WHAT YOU NEED TO DO
Repeat nothing but the lines below running from the one containing "Highlight asphalt road surface." to the one containing "Highlight tree trunk.". Keep both end lines.
━━ RECORDS SUPPLIED
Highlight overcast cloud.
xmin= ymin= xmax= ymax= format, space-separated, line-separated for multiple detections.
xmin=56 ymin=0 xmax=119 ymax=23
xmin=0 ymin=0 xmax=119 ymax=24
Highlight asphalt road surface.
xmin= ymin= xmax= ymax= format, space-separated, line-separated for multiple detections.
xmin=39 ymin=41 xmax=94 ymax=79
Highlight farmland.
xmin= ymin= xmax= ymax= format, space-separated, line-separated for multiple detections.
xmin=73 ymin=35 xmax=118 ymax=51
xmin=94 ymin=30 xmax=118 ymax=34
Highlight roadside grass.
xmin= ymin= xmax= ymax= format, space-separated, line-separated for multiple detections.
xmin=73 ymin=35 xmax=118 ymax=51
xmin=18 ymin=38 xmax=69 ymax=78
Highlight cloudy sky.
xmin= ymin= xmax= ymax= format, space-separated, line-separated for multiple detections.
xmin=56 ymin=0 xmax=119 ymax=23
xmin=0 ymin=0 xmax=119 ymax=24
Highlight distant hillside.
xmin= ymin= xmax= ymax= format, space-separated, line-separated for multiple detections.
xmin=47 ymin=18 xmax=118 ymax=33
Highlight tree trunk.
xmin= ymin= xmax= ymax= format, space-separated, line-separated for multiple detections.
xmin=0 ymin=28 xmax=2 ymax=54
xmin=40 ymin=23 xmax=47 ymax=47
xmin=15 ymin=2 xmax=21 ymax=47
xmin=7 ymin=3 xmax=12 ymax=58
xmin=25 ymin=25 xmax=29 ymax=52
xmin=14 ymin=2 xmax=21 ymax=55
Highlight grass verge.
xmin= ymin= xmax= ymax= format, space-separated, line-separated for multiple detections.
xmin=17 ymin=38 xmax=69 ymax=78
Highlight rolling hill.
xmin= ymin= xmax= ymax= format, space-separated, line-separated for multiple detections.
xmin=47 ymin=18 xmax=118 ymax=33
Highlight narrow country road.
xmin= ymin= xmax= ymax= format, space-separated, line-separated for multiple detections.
━━━━
TASK ANSWER
Highlight asphalt road surface.
xmin= ymin= xmax= ymax= format, space-separated, line-separated for multiple detections.
xmin=39 ymin=41 xmax=94 ymax=79
Highlight farmland.
xmin= ymin= xmax= ymax= format, space-separated, line-separated for multiple detections.
xmin=73 ymin=35 xmax=118 ymax=51
xmin=94 ymin=30 xmax=118 ymax=34
Highlight roadside grass.
xmin= ymin= xmax= ymax= format, space-separated, line-separated for multiple detections.
xmin=73 ymin=35 xmax=118 ymax=51
xmin=18 ymin=38 xmax=69 ymax=78
Highlight cloudy sky.
xmin= ymin= xmax= ymax= format, space-separated, line-separated for multiple detections.
xmin=56 ymin=0 xmax=119 ymax=23
xmin=0 ymin=0 xmax=119 ymax=24
Highlight distant hillside.
xmin= ymin= xmax= ymax= format, space-separated, line-separated for multiple detections.
xmin=47 ymin=18 xmax=118 ymax=33
Highlight tree trunk.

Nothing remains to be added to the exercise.